TASK TO COMPLETE: A word-for-word transcription of the data below is required.

Referring expression pointing data:
────────────────────────────────────────
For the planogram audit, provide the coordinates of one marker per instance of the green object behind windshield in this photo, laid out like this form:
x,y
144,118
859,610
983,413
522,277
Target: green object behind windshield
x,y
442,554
────────────────────────────────────────
OUTPUT FOR THIS EXERCISE:
For the planogram audit, provide the coordinates of one marker per instance of the green object behind windshield in this photo, laid out like this form:
x,y
144,118
859,610
983,413
522,277
Target: green object behind windshield
x,y
442,554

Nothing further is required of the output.